--- START OF Document passage ---

To summarize our 2021 travels – we pulled out of Chokoloskee on April 9 and returned on Nov 11 with an additional 17,319 miles, 8626 of which were towing miles. Traveling spanned over 216 nights, 48 locations, 16 states, and 8 new states meeting our sticker map criterion which is at least one night in the RV. We visited 10 national parks and stayed in 7 state parks (representing 4 states) and spent 41 nights in 8 Army Corp of Engineers campgrounds across 6 states. We boondocked a total of 4 nights (3 Harvest Hosts) and enjoyed full hook up 76% of the time.
As we near the end of another year, it is only fitting to reminisce on our travels. And because I am a blogger, I will share my reminiscing with you! But wait, don’t leave yet because what I will do is boil our travels down to some highlights, provide you information on specific regions (routes, campgrounds, places of interest), and perhaps add some useful tips, especially for those who are current or future RV travelers.
I begin my reminiscing with a top ten campground list from 2021. Chosen out of 45 campgrounds, these 10 stand out because of one simple criterion – we would be contentedly happy at this campground for an extended period because of its abundant natural space (land or water) that can be explored, irrespective of its amenities.

--- END OF Document passage ---
--- START OF Provided information ---

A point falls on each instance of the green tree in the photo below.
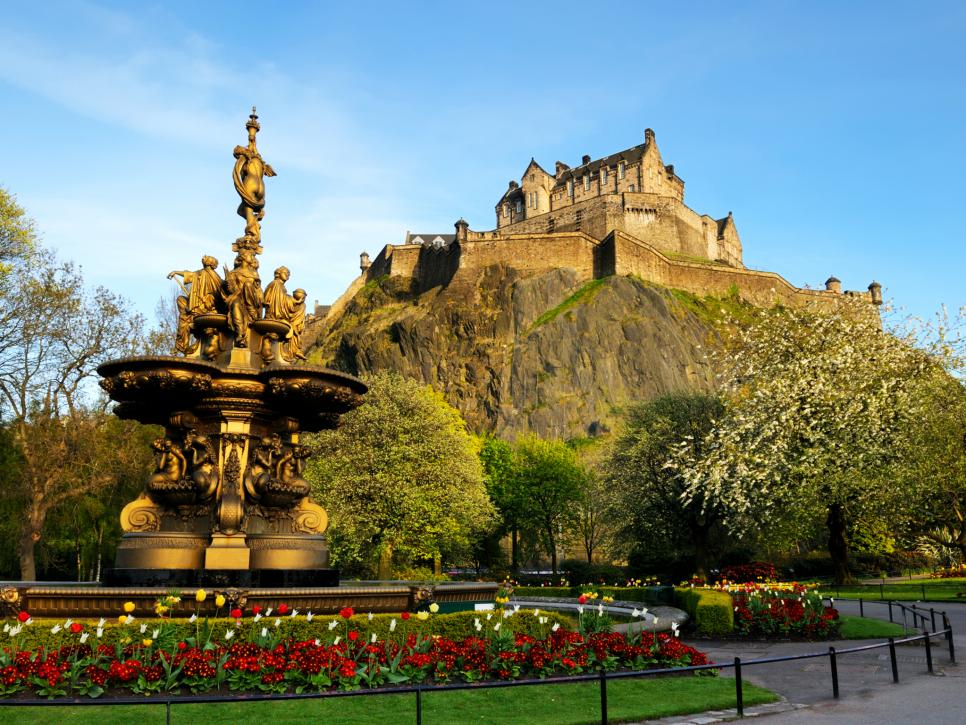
(401, 478)
(650, 487)
(818, 408)
(548, 476)
(54, 332)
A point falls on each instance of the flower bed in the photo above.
(251, 655)
(786, 610)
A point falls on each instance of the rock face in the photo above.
(548, 353)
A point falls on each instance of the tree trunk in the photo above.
(514, 550)
(838, 545)
(385, 562)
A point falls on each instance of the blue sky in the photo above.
(835, 132)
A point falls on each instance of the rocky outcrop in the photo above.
(548, 353)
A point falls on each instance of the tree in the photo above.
(650, 487)
(401, 478)
(548, 476)
(818, 405)
(54, 333)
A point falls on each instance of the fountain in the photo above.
(226, 506)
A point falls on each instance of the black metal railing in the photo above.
(601, 677)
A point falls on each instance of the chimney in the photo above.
(875, 290)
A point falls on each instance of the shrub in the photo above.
(711, 611)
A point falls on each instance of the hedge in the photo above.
(648, 595)
(711, 611)
(456, 626)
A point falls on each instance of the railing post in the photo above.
(892, 657)
(603, 697)
(835, 672)
(949, 638)
(739, 695)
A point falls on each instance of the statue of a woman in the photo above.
(248, 176)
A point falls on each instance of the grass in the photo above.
(866, 628)
(569, 704)
(936, 590)
(583, 295)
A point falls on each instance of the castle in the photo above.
(623, 214)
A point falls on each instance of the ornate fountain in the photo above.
(227, 507)
(227, 502)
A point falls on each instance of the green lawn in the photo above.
(867, 628)
(934, 590)
(570, 704)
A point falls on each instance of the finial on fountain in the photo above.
(248, 175)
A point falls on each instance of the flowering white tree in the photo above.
(819, 409)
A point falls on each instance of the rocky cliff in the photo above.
(547, 353)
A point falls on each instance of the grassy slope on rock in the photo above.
(564, 704)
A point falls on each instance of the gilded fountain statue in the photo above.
(227, 494)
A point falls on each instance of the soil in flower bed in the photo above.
(559, 704)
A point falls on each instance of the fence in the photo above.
(920, 616)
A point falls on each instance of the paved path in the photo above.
(868, 694)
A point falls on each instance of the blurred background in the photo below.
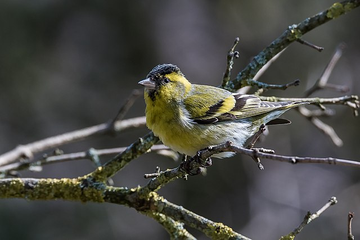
(66, 65)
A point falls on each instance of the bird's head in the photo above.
(167, 82)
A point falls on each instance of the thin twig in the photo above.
(290, 35)
(306, 43)
(246, 89)
(322, 82)
(309, 218)
(350, 218)
(266, 86)
(230, 61)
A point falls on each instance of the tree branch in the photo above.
(290, 35)
(28, 150)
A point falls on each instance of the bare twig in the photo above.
(351, 101)
(322, 82)
(350, 218)
(246, 89)
(230, 61)
(266, 86)
(28, 150)
(309, 218)
(306, 43)
(290, 35)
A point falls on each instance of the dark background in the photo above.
(66, 65)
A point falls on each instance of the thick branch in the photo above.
(28, 150)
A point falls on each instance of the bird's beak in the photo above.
(147, 83)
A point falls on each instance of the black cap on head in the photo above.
(163, 69)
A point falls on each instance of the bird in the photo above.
(190, 117)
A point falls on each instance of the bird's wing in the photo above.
(210, 104)
(206, 104)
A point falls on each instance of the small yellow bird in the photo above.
(190, 117)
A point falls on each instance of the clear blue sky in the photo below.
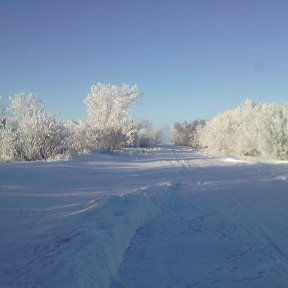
(190, 58)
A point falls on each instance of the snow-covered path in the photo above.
(168, 218)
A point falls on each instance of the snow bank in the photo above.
(85, 249)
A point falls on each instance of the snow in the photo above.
(168, 217)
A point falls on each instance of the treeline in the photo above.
(252, 129)
(28, 132)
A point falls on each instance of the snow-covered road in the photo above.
(170, 217)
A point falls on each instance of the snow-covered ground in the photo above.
(169, 217)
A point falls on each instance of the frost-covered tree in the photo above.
(145, 135)
(108, 110)
(186, 133)
(252, 129)
(29, 132)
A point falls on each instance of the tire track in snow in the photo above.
(210, 238)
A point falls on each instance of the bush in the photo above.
(186, 133)
(108, 110)
(29, 133)
(252, 129)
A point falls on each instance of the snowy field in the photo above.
(169, 217)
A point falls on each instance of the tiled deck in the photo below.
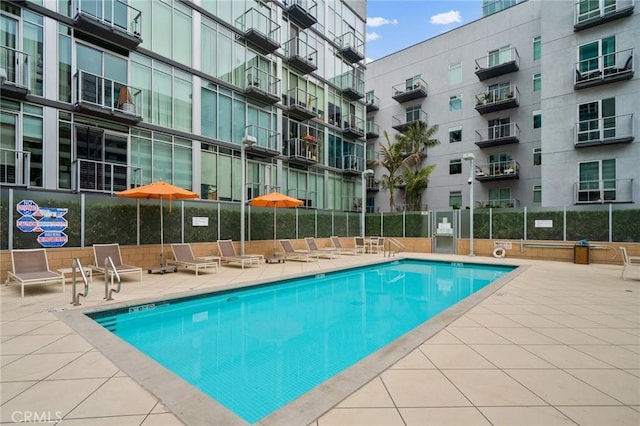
(558, 344)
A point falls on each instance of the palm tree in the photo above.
(391, 158)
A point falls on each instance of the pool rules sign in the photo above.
(48, 222)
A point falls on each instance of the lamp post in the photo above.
(470, 158)
(363, 206)
(246, 141)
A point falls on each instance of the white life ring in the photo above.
(499, 252)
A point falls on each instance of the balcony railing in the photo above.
(302, 12)
(502, 134)
(498, 170)
(262, 141)
(15, 167)
(351, 47)
(497, 63)
(260, 30)
(353, 127)
(100, 176)
(604, 69)
(413, 88)
(605, 191)
(604, 131)
(497, 99)
(262, 86)
(301, 55)
(15, 72)
(373, 130)
(107, 98)
(401, 121)
(300, 151)
(113, 20)
(301, 104)
(589, 13)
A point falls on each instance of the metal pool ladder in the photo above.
(399, 247)
(110, 269)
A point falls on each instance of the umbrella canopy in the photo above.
(162, 191)
(275, 200)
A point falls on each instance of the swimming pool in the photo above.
(256, 349)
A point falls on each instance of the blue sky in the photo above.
(394, 25)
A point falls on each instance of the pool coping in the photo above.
(194, 407)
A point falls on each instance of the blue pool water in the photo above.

--- END OF Provided information ---

__What you will do__:
1 > Summarize the 2021 RV travel recap in two sentences.
2 > In the 2021 RV travel recap, how many of the added miles were towing miles?

__Complete answers__:
1 > The travelers left Chokoloskee on April 9 and returned on November 11, adding 17,319 miles over 216 nights, 48 locations, and 16 states, with visits to 10 national parks, stays in 7 state parks, and 41 nights in 8 Army Corp of Engineers campgrounds. The writer plans to share highlights, regional information, and tips for RV travelers, starting with a top ten list of campgrounds chosen from 45 for their abundant natural space.

2 > 8,626 of the 17,319 miles were towing miles.